- **Input material**:
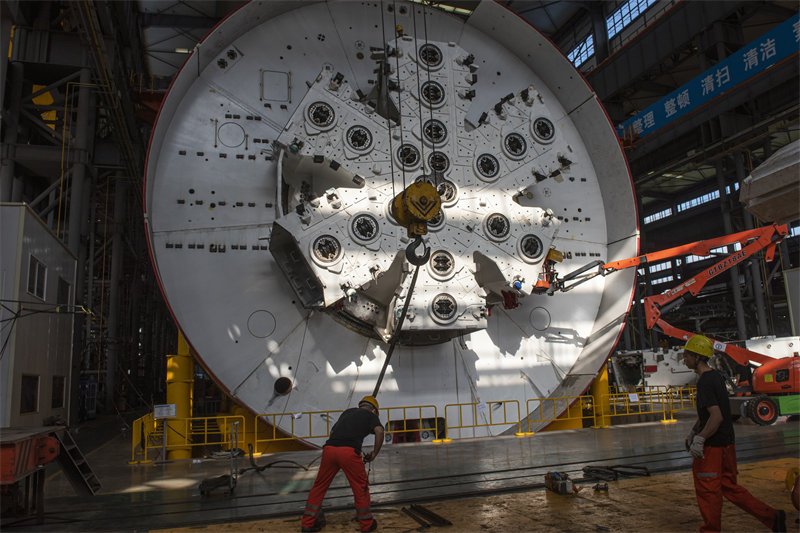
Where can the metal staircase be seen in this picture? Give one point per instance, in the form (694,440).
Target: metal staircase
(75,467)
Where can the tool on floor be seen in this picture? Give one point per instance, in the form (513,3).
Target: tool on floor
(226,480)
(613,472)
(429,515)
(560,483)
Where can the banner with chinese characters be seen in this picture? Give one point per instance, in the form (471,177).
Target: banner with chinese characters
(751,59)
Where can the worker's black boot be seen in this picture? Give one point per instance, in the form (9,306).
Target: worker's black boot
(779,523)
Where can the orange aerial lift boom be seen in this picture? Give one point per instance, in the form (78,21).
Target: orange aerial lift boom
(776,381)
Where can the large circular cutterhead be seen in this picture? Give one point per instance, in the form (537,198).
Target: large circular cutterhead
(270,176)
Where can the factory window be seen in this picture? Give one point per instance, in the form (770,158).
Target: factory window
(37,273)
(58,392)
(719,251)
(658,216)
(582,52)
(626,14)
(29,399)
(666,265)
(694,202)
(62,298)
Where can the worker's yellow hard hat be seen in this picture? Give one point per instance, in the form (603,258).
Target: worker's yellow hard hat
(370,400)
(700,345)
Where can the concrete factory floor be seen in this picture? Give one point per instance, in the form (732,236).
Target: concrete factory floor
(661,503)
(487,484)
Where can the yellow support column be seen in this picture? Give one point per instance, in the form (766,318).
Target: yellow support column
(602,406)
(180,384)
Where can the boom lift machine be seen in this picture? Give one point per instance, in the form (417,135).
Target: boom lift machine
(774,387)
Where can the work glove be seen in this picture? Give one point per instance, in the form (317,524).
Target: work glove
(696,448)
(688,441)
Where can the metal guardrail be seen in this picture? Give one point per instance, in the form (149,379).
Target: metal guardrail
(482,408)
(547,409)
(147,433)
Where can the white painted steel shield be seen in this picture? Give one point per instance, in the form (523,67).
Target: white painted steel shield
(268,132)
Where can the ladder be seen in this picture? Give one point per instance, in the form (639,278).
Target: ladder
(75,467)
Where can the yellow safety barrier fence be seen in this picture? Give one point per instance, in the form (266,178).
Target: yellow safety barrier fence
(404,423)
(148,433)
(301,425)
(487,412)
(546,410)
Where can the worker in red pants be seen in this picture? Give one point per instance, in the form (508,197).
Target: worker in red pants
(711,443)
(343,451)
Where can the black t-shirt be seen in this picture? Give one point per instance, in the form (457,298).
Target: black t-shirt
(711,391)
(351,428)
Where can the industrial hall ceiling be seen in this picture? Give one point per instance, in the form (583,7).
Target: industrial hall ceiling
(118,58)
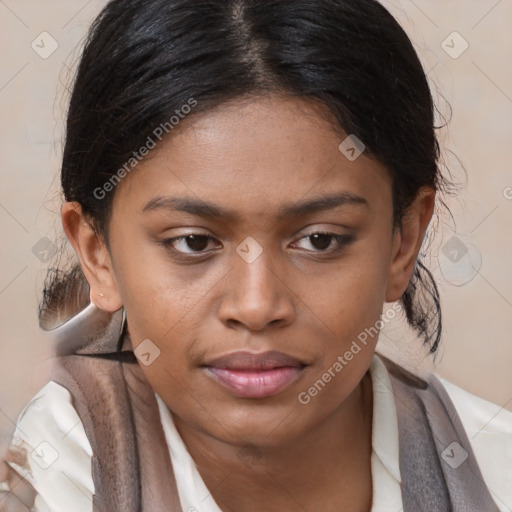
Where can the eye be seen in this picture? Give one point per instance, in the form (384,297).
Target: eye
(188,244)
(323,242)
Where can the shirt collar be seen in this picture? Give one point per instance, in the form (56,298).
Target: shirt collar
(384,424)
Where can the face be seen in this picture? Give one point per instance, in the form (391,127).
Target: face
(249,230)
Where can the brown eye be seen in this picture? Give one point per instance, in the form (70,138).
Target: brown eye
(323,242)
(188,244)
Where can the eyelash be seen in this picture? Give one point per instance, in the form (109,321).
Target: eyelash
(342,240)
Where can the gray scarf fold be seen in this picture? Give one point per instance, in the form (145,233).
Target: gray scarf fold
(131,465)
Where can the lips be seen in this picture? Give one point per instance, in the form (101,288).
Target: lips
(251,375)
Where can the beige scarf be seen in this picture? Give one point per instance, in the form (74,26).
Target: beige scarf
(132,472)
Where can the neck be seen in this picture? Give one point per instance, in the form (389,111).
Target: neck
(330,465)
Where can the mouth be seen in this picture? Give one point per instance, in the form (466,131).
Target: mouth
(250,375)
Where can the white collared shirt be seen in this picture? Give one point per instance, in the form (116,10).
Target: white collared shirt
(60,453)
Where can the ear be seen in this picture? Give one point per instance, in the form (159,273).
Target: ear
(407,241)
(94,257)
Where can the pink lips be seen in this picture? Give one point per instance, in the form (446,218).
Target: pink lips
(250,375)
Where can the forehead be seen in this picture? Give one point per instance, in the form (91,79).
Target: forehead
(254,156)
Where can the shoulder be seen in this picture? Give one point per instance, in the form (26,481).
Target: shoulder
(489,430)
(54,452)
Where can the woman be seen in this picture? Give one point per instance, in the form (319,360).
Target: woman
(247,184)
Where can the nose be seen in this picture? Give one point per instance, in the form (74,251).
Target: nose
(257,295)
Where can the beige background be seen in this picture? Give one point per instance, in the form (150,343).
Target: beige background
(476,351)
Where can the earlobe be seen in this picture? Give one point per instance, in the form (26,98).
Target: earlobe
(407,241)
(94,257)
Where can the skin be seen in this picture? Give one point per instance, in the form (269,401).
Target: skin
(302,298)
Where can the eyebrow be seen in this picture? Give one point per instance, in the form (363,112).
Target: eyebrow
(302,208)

- **Goal of the exercise**: Output the lines of the records above exactly as they appear, from the line containing "Where can the woman" through the line containing "Where can the beige background".

- **Solution to this problem**:
Where can the woman be seen in this picture? Give one point per instance, in the form (319,360).
Target: woman
(247,184)
Where can the nose be seen in this picture? Give one point per instance, in the form (74,251).
Target: nose
(257,295)
Where can the beige background be seen in this picture? Give one point per instance, in the form (150,343).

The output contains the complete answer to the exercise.